**EXERCICE ÉCRIT 1:**
Recopiez fidèlement le passage du texte sur la cybersécurité industrielle qui s'ouvre sur les mots contenant « En raison de » et se clôt sur « de sécurité globale. ».
===== DOCUMENT =====
À l'ère des usines intelligentes et de l'industrie 4.0, les processus des entreprises manufacturières ont radicalement changé. Autrefois cloisonnés, il existe aujourd’hui de nombreux points de contact entre les réseaux OT (Operational Technology), ICS (Industrial Control Systems) et IT - car l'échange de données entre ces différents systèmes permet aux entreprises d'accroître leur efficacité opérationnelle. Cependant, la connectivité des actifs physiques et de leurs systèmes de contrôle avec l'informatique moderne engendre de nouveaux risques pour la sécurité. Offrant de nouvelles surfaces d'attaque aux cybercriminels. Tandis que les conséquences d'une attaque réussie peuvent être dramatiques pour la vie de tous.
Alors que la numérisation de l'industrie se poursuit, de plus en plus d’automates et de systèmes connectés sont utilisés pour enregistrer, collecter et évaluer les données collectées. Les environnements OT et ICS sont chargés de contrôler directement les ressources et l’exploitation des usines intelligentes. Traditionnellement, le domaine de l'OT utilise des réseaux physiques autonomes pour fonctionner, mais la transformation numérique a exigé une connexion entre les mondes OT et IT. Aujourd’hui, l'infrastructure OT classique s’interconnecte ainsi plus intimement, à l'infrastructure IT. Les données transitent par ces deux typologies de réseaux :la quantité de données est décuplée et permet des avancées dans l'utilisation du Machine Learning et de l'intelligence artificielle.
En raison de la convergence de ces deux infrastructures - radicalement dissemblables, la cybersécurité devient une problématique majeure pour tous les acteurs industriels. Le nombre croissant de dispositifs communiquant entre eux au sein d'un même réseau, élargit sans cesse la surface d'attaque - ouvrant de nouvelles failles et permettant de nouvelles formes de cyberattaques. Gartner, dans ses prédictions 2022 prévoit une forte augmentation des cyberattaques vers les environnements à industriels - d’ici 2025.
Cela témoigne du retard qu'on prit, ces dernières années, les environnements OT en matière de transformation digitale et de l'urgence de réagir avec des stratégies de sécurité globale.
De lourds enjeux pèsent sur la sécurisation des environnements OT
Les systèmes existants, sur lesquels reposent les environnements OT, sont la plus grande source de risque. En effet, ceux-ci sont souvent utilisés depuis des décennies. À contrario, les systèmes IT sont, eux, remplacés par des solutions modernes tous les cinq ans - au moins. De ce fait, l'OT est bien souvent en décalage avec les technologies les plus récentes et les correctifs, pour les anciens terminaux et environnements, n'existent pas toujours. De surcroît, les ressources disponibles ne sont généralement pas suffisantes pour effectuer les mises à jour. Le calendrier des correctifs et des redémarrages est lui aussi problématique. Dans de nombreux environnements OT, la production fonctionne 24/7. Contrairement aux systèmes informatiques - qui sont eux fréquemment en redondance, ils ne peuvent pas être allumés et éteints sans que cela n'affecte les opérations de production. Prenons l'exemple d'un système dont la capacité opérationnelle est critique pour le bon déroulement de la production générale : la fenêtre de temps réservée aux correctifs est clairement limitée.
=====
**EXERCICE ÉCRIT 2:**
Transcrivez en liste JSON de chaînes toutes les lignes des enregistrements de pointage ci-dessous, à raison d'une chaîne par ligne et sans les lignes vides. N'incluez pas les images dans la réponse.
===== DONNÉES FOURNIES =====
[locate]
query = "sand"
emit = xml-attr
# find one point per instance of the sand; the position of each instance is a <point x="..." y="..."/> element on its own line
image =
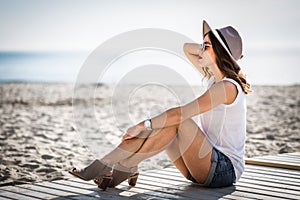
<point x="40" y="140"/>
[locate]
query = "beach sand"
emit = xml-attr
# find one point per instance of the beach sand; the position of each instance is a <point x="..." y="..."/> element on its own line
<point x="41" y="137"/>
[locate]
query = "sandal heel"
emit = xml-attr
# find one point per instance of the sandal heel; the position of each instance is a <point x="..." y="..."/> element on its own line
<point x="105" y="182"/>
<point x="133" y="179"/>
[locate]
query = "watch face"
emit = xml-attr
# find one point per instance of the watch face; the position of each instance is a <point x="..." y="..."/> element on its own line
<point x="147" y="123"/>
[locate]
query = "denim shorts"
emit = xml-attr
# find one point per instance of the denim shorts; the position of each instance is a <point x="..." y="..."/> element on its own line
<point x="221" y="172"/>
=====
**RÉSULTAT ATTENDU 1:**
En raison de la convergence de ces deux infrastructures - radicalement dissemblables, la cybersécurité devient une problématique majeure pour tous les acteurs industriels. Le nombre croissant de dispositifs communiquant entre eux au sein d'un même réseau, élargit sans cesse la surface d'attaque - ouvrant de nouvelles failles et permettant de nouvelles formes de cyberattaques. Gartner, dans ses prédictions 2022 prévoit une forte augmentation des cyberattaques vers les environnements à industriels - d’ici 2025.
Cela témoigne du retard qu'on prit, ces dernières années, les environnements OT en matière de transformation digitale et de l'urgence de réagir avec des stratégies de sécurité globale.

**RÉSULTAT ATTENDU 2:**
[
  "[locate]",
  "query = \"sand\"",
  "emit = xml-attr",
  "# find one point per instance of the sand; the position of each instance is a <point x=\"...\" y=\"...\"/> element on its own line",
  "image =",
  "<point x=\"40\" y=\"140\"/>",
  "[locate]",
  "query = \"beach sand\"",
  "emit = xml-attr",
  "# find one point per instance of the beach sand; the position of each instance is a <point x=\"...\" y=\"...\"/> element on its own line",
  "<point x=\"41\" y=\"137\"/>",
  "[locate]",
  "query = \"sandal heel\"",
  "emit = xml-attr",
  "# find one point per instance of the sandal heel; the position of each instance is a <point x=\"...\" y=\"...\"/> element on its own line",
  "<point x=\"105\" y=\"182\"/>",
  "<point x=\"133\" y=\"179\"/>",
  "[locate]",
  "query = \"watch face\"",
  "emit = xml-attr",
  "# find one point per instance of the watch face; the position of each instance is a <point x=\"...\" y=\"...\"/> element on its own line",
  "<point x=\"147\" y=\"123\"/>",
  "[locate]",
  "query = \"denim shorts\"",
  "emit = xml-attr",
  "# find one point per instance of the denim shorts; the position of each instance is a <point x=\"...\" y=\"...\"/> element on its own line",
  "<point x=\"221\" y=\"172\"/>"
]